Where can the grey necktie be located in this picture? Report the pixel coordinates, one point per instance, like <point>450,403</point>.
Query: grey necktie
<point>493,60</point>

==

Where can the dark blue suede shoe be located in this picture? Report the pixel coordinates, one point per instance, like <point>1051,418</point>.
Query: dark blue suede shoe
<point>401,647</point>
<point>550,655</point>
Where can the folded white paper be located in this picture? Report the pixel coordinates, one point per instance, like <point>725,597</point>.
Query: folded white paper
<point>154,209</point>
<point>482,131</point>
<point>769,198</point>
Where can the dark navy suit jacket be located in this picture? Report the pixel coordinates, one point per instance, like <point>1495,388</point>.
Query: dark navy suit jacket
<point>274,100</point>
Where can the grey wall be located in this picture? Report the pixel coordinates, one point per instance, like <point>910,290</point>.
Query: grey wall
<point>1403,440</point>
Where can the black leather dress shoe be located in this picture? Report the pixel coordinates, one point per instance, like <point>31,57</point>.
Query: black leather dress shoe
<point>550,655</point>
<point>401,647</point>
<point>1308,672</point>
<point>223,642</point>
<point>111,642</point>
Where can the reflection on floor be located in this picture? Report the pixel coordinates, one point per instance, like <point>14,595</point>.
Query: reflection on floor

---

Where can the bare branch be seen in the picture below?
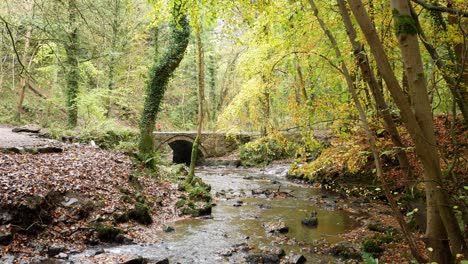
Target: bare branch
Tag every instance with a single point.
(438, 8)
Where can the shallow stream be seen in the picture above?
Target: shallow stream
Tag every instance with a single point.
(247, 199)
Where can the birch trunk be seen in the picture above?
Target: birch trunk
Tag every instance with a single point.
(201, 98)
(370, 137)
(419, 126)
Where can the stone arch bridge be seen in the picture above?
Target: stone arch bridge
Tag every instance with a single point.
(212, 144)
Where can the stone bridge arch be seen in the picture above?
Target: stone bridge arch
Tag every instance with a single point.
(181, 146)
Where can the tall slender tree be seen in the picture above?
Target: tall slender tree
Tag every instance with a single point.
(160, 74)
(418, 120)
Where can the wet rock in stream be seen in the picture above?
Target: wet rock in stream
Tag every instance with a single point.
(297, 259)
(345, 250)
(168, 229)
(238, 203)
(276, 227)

Work request >>
Take the records above and return, word for word, only the lines that fall from the line with "Where can the dark blue" to the line with "Where can the black", both of them included.

Response to this exercise >>
Where can the dark blue suede shoe be located in this picture? Report the pixel coordinates, one point per instance, like <point>1051,418</point>.
Query: dark blue suede shoe
<point>401,647</point>
<point>550,655</point>
Where can the folded white paper be located in this picture? Report the pixel coordinates, one point per instance, like <point>725,597</point>.
Query: folded white paper
<point>154,209</point>
<point>482,131</point>
<point>769,198</point>
Where can the dark navy suit jacket be located in this picture? Report the pixel coordinates, one point per instance, like <point>1495,388</point>.
Query: dark navy suit jacket
<point>274,100</point>
Where can the grey wall be located in this picture? Report the pixel coordinates, one point per instance, like <point>910,290</point>.
Query: grey wall
<point>1403,440</point>
Where can the black leather dress shoe be located in this picture? Report the pixel coordinates, one point per instance, like <point>31,57</point>.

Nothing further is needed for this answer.